### TASK REQUIREMENTS
A - Please write out the part of the news report on the Tembisa hospital outbreak starting at "According to the" and ending at "for health MEC.".
B - In the news report on the Tembisa hospital outbreak, how many cases of CRE bacteraemia did the Gauteng health department say were reported between 1 November and 31 December 2019?
C - Carry on with the news report on the Tembisa hospital outbreak after its final sentence.

### EXTRACT PROVIDED
──────────────────────────────

Ten babies have died at a Gauteng hospital following an outbreak of bacteria resistant to most antibiotics, especially at healthcare facilities.
The Tembisa hospital in Gauteng has been hardest hit by Carbapenem-resistant Enterobacteriaceae (CRE), with 10 new-borns losing their lives in the neonatal unit, the Gauteng health department said.
According to the centre for disease control and prevention, Enterobacteriaceae are a large family of different types of germs (bacteria) that commonly cause infections in healthcare settings.
On Monday, the Gauteng health department confirmed that 17 cases of CRE bacteraemia were reported between 1 November, to 31 December 2019.
“This sadly resulted in deaths of 10 babies. It was suspected that the organism responsible for this outbreak was Klebsiella pneumoniae,” said Kwara Kekana, spokesperson for health MEC.
“CRE are a family of germs that are difficult to treat because they have high levels of resistance to antibiotics. They can cause deadly infections in your bloodstream, lungs and urinary tract, including pneumonia and meningitis,” he said.

──────────────────────────────

### DATA
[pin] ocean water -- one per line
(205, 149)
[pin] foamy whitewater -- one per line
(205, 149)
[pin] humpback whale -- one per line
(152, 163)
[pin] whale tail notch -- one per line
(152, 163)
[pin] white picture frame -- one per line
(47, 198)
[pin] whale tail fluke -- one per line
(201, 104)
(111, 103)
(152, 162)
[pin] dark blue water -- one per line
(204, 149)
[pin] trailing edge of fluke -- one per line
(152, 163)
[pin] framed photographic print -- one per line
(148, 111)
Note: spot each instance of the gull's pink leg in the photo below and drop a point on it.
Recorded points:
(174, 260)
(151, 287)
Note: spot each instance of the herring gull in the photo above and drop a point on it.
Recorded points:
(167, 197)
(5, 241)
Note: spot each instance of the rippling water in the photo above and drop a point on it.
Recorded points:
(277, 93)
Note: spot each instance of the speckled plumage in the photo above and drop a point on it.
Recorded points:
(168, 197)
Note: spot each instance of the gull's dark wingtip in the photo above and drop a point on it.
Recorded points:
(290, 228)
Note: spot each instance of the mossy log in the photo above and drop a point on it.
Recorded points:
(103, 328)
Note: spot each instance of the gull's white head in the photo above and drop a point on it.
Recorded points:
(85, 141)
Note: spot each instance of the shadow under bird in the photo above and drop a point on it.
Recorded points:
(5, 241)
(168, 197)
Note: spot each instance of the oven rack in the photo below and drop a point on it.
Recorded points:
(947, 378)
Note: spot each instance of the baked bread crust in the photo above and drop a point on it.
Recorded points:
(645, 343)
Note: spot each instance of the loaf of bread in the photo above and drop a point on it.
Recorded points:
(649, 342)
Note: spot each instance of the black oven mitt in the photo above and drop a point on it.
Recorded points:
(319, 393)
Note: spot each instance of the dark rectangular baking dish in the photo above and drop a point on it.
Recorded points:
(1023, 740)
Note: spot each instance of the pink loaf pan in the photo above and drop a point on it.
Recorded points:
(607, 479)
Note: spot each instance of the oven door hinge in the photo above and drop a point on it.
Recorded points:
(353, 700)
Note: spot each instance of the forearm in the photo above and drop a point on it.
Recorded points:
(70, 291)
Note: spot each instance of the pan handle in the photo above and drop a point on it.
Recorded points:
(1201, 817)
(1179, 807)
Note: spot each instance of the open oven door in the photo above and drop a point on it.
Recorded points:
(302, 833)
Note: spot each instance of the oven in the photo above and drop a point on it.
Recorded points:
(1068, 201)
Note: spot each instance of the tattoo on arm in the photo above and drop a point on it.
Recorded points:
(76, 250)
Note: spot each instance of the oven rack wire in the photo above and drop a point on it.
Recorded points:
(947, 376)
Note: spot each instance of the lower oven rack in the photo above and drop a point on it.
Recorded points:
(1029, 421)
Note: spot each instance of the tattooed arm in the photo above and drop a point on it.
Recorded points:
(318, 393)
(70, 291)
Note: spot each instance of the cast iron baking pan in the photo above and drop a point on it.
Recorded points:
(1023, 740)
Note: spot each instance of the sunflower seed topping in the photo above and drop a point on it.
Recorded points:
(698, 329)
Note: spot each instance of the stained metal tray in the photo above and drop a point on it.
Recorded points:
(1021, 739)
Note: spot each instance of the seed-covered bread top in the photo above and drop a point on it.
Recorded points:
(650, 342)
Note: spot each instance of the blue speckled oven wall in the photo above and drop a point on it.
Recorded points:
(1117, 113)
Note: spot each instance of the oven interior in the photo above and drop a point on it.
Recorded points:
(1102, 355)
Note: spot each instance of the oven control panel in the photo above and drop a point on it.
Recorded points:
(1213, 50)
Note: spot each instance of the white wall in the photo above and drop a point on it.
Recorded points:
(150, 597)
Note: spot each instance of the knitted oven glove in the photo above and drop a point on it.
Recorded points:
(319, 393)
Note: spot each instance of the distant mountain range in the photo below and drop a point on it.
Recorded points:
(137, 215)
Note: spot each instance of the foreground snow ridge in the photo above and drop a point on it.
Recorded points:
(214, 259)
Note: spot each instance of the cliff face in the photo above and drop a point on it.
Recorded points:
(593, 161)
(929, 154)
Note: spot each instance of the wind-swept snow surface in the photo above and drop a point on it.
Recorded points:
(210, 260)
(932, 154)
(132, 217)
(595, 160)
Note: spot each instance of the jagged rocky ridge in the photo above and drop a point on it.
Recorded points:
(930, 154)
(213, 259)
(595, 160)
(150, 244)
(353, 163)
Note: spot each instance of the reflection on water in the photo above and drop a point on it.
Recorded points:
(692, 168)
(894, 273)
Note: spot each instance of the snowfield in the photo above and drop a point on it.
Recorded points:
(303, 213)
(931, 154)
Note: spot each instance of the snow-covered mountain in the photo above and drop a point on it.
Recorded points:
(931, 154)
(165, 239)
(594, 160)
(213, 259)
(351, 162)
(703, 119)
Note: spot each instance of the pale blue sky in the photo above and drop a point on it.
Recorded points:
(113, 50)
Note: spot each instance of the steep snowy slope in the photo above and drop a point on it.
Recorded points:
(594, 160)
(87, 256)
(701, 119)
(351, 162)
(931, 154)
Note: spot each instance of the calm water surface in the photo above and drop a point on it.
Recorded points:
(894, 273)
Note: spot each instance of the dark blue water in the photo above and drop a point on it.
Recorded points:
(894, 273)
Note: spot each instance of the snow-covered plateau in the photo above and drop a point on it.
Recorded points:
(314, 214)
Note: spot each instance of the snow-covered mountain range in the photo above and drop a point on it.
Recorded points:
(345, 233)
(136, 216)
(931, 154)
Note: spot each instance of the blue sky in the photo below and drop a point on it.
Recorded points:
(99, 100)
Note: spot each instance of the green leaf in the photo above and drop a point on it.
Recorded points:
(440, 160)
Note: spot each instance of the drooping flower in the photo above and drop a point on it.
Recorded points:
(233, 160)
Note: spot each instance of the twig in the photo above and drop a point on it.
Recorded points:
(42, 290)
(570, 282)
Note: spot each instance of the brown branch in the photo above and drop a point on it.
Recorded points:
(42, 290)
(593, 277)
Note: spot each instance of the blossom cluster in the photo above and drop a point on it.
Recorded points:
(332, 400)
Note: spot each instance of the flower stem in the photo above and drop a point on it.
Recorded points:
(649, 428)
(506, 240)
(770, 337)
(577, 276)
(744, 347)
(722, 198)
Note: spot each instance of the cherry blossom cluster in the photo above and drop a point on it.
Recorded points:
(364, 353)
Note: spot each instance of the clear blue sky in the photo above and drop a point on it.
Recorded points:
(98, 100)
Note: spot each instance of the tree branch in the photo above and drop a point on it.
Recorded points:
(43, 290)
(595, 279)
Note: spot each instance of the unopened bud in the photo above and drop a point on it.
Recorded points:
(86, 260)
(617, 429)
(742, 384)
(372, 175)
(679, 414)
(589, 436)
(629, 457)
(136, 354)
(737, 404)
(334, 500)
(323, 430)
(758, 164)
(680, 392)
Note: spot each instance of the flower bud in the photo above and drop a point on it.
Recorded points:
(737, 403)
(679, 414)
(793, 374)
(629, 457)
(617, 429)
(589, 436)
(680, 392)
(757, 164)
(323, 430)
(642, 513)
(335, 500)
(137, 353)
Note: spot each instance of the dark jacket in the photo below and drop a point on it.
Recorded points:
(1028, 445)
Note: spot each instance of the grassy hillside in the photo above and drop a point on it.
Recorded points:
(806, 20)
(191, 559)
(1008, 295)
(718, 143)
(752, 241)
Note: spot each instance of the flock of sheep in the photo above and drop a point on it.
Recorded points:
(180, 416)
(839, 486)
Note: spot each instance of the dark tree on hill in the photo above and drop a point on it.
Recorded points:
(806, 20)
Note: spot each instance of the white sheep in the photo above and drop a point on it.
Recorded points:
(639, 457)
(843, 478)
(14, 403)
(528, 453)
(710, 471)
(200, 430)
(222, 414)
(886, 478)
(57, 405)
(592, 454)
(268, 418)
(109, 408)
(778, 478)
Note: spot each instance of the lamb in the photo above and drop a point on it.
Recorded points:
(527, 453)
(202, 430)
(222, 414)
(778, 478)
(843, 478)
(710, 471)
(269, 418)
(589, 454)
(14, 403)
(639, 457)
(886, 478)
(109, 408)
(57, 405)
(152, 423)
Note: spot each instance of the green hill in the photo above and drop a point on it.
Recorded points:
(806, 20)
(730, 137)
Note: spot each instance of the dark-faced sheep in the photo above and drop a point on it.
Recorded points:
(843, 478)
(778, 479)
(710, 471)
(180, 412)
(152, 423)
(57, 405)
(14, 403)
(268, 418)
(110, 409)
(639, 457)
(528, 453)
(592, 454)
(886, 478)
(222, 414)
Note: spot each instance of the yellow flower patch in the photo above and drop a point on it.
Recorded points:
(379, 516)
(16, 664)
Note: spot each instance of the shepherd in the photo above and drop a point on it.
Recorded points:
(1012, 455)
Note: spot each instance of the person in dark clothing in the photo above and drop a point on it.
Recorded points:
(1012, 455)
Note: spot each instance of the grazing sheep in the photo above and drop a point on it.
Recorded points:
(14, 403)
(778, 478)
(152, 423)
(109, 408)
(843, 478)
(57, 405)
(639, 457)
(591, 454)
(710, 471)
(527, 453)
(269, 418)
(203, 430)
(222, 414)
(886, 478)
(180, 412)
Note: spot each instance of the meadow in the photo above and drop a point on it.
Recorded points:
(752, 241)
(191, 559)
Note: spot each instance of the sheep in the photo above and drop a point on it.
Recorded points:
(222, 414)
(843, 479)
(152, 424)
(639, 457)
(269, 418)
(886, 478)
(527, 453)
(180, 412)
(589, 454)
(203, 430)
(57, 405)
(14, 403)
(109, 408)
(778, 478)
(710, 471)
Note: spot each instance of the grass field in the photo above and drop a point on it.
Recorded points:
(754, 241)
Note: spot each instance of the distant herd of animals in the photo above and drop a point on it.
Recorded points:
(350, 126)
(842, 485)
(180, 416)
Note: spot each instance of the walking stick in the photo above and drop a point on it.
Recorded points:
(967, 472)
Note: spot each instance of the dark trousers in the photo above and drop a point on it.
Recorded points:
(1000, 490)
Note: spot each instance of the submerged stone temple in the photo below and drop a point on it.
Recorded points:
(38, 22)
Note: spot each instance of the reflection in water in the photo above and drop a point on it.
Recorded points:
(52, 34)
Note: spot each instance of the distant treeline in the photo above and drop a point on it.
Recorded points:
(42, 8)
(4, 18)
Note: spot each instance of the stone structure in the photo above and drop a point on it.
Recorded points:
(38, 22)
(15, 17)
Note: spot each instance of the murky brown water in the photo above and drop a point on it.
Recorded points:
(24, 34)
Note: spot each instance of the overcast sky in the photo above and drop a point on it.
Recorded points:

──────────────────────────────

### TASK RESPONSES
A -
According to the centre for disease control and prevention, Enterobacteriaceae are a large family of different types of germs (bacteria) that commonly cause infections in healthcare settings.
On Monday, the Gauteng health department confirmed that 17 cases of CRE bacteraemia were reported between 1 November, to 31 December 2019.
“This sadly resulted in deaths of 10 babies. It was suspected that the organism responsible for this outbreak was Klebsiella pneumoniae,” said Kwara Kekana, spokesperson for health MEC.

B - 17 cases.

C -
Kekana said a meeting with the stakeholders was convened on the 6 January 2020, “to discuss challenges of overcrowding in the ward, staff shortage, infrastructure, and inappropriate equipment storage and difficult in isolating infected infants”.
Kekana said the following measures have been taken by the health department to prevent further infections in the neonatal unit:
- A quality improvement plan has been created and implemented with immediate effect.
- Additional professional nurses have been deployed to assist at the neonatal unit.
- Approval to divert new admissions to the Kalafong hospital and Steve Biko academic hospital has been granted in principle.
- The external infection prevention and control audit to be conducted on the date to be provided by provincial quality assurance directorate.
- National Health Laboratory Services infection control service to provide technical support assistance to audit Gauteng department of health neonatal units.
- NICD to allocate resources to develop a dashboard to monitor laboratory confirmed neonatal infections at facility level.
“Tembisa hospital like many other health facilities in the province is faced with the challenge of ever-increasing demand for services. The 44-bed neonatal unit often admits close to 90 patients.
“While the department is looking at improving the hospital infrastructure, it is doing its utmost best to serve patients with respect and dignity,” Kekana said.
Symptoms of CRE include:
– Severe pneumonia
– Severe urinary tract infection
– High fever
– Life-threatening infection (sepsis)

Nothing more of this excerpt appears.